> _Stated problem_:
Transcribe the passage on Australian coastal shipping from "Taking a longer" up to and including "continue to decline.".

> _Text_:
────────────────

Taking a longer term view, the fleet of major Australian ships over 2,000 deadweight tonnes with coastal licences is in sharp decline, plummeting from 30 vessels in 2006-07 to just fifteen in 2013-14, halving the number of vessels in just seven years. Over a 12-year period between 2000 and 2012, shipping's share of Australian freight fell from 27 per cent of our freight tasks to just under 17 per cent, while the volume of freight across Australia grew by 57 per cent. Even looking forward, the picture is not much rosier. Between 2010 and 2030—over broadly the next 20 years—Australia's freight task is expected to grow by 80 per cent but coastal shipping itself is only expected to grow by 15 per cent, meaning that its relative share of our freight task will continue to decline.

That decline is being driven by basic economics and basic costs. I am often told by manufacturers in particular that the cost of bringing or moving Australian freight along coastlines is so excessive that it is much cheaper to import from overseas products that compete against our domestic manufacturers or farmers, because of the differential in freight costs. One example that I will mention is that a soft drink manufacturer in Melbourne reported to me that it is cheaper to import sugar from Brazil than to import sugar from North Queensland. That sugar is priced on a world market, so there is no difference in the price of the raw sugar FOB, but the difference is completely to do with the difference in the freight costs and other transaction costs of shipping between overseas shipping and coastal shipping in Australia. So something has to be done.

The government has a plan to liberalise the stagnant and stultifying regulations that were introduced by the Labor Party. The government has a plan to increase the amount of freight that goes by coastal shipping and, ultimately, to also increase the number of Australian employees on those ships. We will set minimum numbers of Australian employees on coastal ships as part of those reforms. Unfortunately, those reforms are being blocked at the moment. There will be no sunlight for the Australian coastal shipping industry if we simply maintain the existing set of regulations, which are clearly not doing anyone any favours.

I support schedule 1 of this bill because it will deliver those multimillion dollar savings, albeit small savings in the context of the entire budget. But you count your pennies and eventually you end up saving pounds, and that is what this government is doing with this bill here. This bill also looks at the research and development tax incentives and offsets that exist in our legislation, and it seeks to slightly modify those. I am a big supporter of R&D tax system. Indeed, we were a trailblazer among the world in introducing R&D tax credits of the kind that we have in Australia. Other countries—particularly developed countries—ultimately, have largely followed us in introducing things like this. But the good thing about our R&D tax system is that it is largely generic and it does not seek to pick winners or identify particular sectors where we here think we know better than private businesses and private financiers in the real world. What we seek to do is provide a generic support for all types of R&D across our economy, and, ultimately, let those who are putting their own money at risk make the decisions about which businesses deserve their particular support and funding.

────────────────

> _Stored dataset items_:
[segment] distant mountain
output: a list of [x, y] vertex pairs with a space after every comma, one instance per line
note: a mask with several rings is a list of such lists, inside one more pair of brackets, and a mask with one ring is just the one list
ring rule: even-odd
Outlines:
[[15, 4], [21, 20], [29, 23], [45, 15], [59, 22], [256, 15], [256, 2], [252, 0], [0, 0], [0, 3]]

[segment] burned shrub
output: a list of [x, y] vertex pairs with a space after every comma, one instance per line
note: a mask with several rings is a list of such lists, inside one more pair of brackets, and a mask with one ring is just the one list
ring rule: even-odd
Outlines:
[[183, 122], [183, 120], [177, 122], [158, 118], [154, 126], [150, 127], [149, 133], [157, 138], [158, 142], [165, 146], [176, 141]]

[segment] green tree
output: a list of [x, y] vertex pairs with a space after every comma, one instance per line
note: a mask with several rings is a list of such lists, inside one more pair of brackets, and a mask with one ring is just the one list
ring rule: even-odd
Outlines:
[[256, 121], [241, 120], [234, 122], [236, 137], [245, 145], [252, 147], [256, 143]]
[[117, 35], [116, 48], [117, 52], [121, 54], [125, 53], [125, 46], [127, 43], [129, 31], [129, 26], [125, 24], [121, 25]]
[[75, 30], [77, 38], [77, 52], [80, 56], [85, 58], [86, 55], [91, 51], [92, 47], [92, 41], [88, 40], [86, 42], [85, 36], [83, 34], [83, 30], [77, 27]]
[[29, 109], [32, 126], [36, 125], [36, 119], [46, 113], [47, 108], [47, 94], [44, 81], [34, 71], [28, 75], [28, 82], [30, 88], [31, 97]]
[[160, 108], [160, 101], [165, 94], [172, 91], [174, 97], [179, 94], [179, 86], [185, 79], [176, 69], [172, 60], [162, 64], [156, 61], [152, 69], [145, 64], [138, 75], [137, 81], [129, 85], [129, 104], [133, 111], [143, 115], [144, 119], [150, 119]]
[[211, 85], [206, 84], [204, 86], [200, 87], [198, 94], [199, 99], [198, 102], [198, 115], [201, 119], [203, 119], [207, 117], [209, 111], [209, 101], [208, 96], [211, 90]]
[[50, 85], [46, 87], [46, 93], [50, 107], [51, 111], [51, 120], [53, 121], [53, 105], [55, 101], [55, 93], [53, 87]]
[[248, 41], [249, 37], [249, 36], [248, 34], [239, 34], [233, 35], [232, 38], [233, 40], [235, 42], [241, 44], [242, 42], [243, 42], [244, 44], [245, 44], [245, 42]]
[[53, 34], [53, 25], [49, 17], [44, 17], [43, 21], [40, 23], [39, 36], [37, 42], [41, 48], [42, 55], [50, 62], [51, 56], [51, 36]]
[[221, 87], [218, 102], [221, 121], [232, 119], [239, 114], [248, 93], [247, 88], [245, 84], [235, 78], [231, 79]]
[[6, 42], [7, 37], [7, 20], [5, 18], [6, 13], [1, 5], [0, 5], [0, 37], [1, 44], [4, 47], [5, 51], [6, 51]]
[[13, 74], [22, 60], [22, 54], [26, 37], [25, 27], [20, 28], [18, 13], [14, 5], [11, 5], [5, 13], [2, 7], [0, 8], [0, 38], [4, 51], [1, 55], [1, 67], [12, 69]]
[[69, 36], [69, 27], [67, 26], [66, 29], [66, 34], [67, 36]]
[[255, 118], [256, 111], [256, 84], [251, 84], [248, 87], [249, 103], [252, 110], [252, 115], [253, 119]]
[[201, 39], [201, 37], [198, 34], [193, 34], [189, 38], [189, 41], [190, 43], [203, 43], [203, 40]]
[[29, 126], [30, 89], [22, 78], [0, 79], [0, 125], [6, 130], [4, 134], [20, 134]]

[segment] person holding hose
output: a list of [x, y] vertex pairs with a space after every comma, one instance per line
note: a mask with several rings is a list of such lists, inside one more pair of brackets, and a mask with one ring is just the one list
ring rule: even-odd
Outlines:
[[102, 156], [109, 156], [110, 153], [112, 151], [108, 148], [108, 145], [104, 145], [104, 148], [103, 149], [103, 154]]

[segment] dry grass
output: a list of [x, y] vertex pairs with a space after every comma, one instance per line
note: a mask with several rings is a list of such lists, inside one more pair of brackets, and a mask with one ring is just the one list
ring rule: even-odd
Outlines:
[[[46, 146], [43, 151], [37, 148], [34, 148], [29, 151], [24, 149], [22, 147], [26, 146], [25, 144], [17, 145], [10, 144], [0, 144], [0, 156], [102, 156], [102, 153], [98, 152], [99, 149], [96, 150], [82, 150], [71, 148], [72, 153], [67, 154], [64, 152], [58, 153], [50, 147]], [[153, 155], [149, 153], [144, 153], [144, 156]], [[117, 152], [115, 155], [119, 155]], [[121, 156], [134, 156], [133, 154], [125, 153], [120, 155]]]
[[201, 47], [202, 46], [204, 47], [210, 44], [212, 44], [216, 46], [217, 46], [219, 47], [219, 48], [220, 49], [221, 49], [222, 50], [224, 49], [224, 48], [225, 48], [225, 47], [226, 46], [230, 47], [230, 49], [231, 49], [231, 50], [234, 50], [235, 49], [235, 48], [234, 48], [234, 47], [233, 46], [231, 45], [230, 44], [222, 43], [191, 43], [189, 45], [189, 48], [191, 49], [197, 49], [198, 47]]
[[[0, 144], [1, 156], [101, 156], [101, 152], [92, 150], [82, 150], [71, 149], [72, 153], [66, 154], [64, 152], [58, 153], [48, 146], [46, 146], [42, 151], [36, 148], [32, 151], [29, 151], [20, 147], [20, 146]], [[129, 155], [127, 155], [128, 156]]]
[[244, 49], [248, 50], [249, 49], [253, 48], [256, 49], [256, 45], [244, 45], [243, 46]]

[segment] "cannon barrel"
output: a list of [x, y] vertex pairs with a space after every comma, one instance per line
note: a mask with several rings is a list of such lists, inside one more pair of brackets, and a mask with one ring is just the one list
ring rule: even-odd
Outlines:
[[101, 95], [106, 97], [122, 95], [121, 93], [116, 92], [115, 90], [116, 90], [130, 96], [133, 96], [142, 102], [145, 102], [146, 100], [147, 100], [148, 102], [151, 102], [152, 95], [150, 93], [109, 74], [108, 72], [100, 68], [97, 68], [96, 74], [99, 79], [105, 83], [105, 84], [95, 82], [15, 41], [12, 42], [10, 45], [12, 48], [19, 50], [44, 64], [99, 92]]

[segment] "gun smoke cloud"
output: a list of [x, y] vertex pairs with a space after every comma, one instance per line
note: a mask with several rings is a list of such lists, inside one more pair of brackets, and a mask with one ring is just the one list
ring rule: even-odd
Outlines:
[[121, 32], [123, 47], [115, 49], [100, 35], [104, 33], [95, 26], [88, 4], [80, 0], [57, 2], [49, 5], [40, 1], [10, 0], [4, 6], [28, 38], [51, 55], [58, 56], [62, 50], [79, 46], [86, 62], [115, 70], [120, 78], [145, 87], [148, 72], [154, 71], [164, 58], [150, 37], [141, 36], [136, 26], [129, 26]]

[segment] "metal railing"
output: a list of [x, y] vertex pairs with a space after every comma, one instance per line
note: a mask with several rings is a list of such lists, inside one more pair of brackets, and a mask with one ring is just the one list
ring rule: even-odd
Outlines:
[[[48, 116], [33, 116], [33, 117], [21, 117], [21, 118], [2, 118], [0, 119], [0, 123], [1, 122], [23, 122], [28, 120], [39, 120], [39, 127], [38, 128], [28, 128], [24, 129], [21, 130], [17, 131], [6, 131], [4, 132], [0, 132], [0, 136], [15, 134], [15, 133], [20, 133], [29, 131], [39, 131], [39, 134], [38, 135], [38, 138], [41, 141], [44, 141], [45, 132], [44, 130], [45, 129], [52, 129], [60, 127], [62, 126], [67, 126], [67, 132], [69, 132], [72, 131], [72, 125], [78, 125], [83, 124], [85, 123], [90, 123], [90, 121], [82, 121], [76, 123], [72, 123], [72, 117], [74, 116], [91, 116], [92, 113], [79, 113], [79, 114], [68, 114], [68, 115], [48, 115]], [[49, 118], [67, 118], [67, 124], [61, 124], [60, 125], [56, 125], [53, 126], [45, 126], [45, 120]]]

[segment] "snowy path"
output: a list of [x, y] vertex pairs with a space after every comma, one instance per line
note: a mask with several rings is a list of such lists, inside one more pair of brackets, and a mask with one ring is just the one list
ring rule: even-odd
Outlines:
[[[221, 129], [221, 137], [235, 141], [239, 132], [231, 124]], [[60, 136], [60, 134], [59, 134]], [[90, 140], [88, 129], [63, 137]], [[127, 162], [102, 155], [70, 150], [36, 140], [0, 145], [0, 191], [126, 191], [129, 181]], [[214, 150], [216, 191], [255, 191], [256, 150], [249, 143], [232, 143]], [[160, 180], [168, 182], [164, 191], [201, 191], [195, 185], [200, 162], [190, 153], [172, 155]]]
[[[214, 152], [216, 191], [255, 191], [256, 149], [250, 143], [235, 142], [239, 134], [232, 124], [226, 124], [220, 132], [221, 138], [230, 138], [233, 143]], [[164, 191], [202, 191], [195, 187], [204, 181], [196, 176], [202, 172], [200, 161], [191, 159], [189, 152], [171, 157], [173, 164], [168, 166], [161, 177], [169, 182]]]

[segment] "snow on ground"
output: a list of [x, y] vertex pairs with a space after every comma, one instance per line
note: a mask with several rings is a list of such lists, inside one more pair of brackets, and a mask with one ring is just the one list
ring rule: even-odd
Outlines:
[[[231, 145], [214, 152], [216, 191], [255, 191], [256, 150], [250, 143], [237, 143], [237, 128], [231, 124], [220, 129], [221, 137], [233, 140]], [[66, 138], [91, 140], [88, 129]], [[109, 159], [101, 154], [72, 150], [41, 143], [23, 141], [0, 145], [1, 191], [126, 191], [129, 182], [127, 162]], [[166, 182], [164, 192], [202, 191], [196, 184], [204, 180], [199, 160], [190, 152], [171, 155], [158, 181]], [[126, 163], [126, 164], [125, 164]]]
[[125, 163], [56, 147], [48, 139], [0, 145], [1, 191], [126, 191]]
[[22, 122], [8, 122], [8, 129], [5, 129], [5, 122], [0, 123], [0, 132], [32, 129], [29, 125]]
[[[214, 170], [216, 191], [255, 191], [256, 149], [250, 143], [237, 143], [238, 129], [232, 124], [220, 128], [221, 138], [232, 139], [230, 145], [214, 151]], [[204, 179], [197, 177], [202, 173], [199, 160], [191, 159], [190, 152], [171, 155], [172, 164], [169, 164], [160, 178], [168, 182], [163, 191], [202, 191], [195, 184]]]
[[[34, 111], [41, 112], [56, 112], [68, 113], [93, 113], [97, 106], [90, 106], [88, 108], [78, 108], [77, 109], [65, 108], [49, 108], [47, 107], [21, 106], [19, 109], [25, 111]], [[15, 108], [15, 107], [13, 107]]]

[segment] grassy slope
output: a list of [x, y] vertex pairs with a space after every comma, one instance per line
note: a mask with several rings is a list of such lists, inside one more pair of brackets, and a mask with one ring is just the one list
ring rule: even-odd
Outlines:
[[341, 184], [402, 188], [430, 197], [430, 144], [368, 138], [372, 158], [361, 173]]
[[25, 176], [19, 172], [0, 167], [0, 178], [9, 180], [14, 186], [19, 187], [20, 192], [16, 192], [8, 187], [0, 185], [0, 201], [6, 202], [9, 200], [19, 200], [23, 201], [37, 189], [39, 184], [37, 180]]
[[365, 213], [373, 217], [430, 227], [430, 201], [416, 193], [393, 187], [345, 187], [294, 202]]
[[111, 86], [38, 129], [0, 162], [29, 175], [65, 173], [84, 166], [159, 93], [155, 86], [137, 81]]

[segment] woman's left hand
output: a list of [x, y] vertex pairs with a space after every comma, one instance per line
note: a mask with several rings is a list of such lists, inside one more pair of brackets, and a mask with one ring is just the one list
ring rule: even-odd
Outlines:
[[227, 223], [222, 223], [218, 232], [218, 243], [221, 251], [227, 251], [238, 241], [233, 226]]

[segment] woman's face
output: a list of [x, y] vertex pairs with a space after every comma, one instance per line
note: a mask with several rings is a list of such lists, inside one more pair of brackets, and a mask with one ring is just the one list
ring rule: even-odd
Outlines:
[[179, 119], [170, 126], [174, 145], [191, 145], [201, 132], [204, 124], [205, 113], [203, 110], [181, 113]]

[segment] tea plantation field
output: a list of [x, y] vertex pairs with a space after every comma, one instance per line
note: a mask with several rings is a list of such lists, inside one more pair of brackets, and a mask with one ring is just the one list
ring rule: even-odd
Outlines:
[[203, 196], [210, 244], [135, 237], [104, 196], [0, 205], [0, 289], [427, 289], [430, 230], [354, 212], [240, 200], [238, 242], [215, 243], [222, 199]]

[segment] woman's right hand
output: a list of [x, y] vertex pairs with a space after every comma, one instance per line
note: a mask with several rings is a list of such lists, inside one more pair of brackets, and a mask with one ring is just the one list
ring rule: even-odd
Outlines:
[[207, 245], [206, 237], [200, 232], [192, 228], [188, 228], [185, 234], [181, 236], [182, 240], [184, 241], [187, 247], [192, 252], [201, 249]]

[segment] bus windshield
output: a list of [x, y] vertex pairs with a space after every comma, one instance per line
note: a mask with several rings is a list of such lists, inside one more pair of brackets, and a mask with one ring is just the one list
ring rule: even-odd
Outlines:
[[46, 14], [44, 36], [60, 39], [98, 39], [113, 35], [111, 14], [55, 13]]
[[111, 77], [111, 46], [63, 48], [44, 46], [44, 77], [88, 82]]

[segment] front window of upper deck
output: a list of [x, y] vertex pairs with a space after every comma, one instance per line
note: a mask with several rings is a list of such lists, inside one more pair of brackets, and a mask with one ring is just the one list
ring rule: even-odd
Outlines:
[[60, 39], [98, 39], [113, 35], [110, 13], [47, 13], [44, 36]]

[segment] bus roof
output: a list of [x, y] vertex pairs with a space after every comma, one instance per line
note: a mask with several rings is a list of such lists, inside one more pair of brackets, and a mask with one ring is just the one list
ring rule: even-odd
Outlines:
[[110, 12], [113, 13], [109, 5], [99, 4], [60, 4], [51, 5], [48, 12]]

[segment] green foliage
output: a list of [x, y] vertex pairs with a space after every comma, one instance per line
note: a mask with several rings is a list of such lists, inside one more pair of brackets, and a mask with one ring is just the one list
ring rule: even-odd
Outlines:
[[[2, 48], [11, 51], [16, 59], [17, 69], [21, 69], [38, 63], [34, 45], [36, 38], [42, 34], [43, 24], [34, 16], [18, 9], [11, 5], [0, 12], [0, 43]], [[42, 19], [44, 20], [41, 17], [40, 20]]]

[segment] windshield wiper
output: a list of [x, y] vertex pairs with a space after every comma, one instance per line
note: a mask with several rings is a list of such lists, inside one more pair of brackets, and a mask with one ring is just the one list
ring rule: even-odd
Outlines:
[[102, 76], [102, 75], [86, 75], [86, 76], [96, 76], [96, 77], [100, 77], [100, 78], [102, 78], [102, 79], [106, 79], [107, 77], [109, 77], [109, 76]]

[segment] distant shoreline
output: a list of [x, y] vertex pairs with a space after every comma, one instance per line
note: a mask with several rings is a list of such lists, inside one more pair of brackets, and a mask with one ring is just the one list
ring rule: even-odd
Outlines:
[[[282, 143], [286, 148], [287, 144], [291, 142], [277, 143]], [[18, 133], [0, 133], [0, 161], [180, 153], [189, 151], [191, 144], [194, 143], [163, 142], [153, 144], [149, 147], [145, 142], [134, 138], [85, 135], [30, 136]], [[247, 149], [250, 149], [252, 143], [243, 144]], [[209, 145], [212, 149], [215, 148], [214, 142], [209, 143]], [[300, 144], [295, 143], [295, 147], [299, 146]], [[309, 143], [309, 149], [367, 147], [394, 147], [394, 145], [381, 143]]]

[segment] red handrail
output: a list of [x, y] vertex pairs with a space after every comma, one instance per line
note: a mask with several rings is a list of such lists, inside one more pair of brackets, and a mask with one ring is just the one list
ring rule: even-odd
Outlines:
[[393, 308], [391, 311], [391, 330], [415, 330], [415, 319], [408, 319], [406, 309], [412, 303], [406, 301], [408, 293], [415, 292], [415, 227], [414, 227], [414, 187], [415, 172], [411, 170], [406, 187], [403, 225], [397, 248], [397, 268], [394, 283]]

────────────────

> _Exercise answer_:
Taking a longer term view, the fleet of major Australian ships over 2,000 deadweight tonnes with coastal licences is in sharp decline, plummeting from 30 vessels in 2006-07 to just fifteen in 2013-14, halving the number of vessels in just seven years. Over a 12-year period between 2000 and 2012, shipping's share of Australian freight fell from 27 per cent of our freight tasks to just under 17 per cent, while the volume of freight across Australia grew by 57 per cent. Even looking forward, the picture is not much rosier. Between 2010 and 2030—over broadly the next 20 years—Australia's freight task is expected to grow by 80 per cent but coastal shipping itself is only expected to grow by 15 per cent, meaning that its relative share of our freight task will continue to decline.